Data for the task:
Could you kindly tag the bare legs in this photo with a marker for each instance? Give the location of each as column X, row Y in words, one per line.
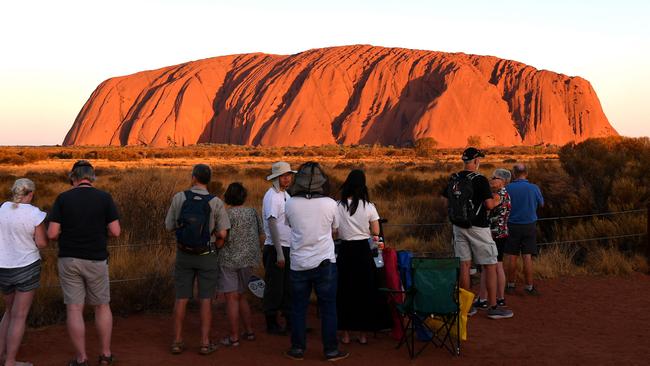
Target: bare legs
column 12, row 326
column 77, row 328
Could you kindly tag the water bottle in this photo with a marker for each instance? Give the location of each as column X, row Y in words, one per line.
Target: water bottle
column 376, row 245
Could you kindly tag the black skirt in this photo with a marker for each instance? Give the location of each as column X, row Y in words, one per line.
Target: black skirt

Goal of the exercise: Print every item above word for word, leaving out the pictures.

Final result:
Could you kindly tag the bare legs in this photo with a marker for each instance? Give the location of each as column X, row Y in words, one per line.
Target: bare legs
column 12, row 326
column 77, row 328
Could you kindly tag the water bottle in this photo with a marker for each instance? Give the location of each as column X, row Y in words, one per line.
Target: water bottle
column 376, row 245
Could you kindly tag the black skirt in this photo with a marker for each instance? Give the location of each as column X, row Y in words, one per line.
Target: black skirt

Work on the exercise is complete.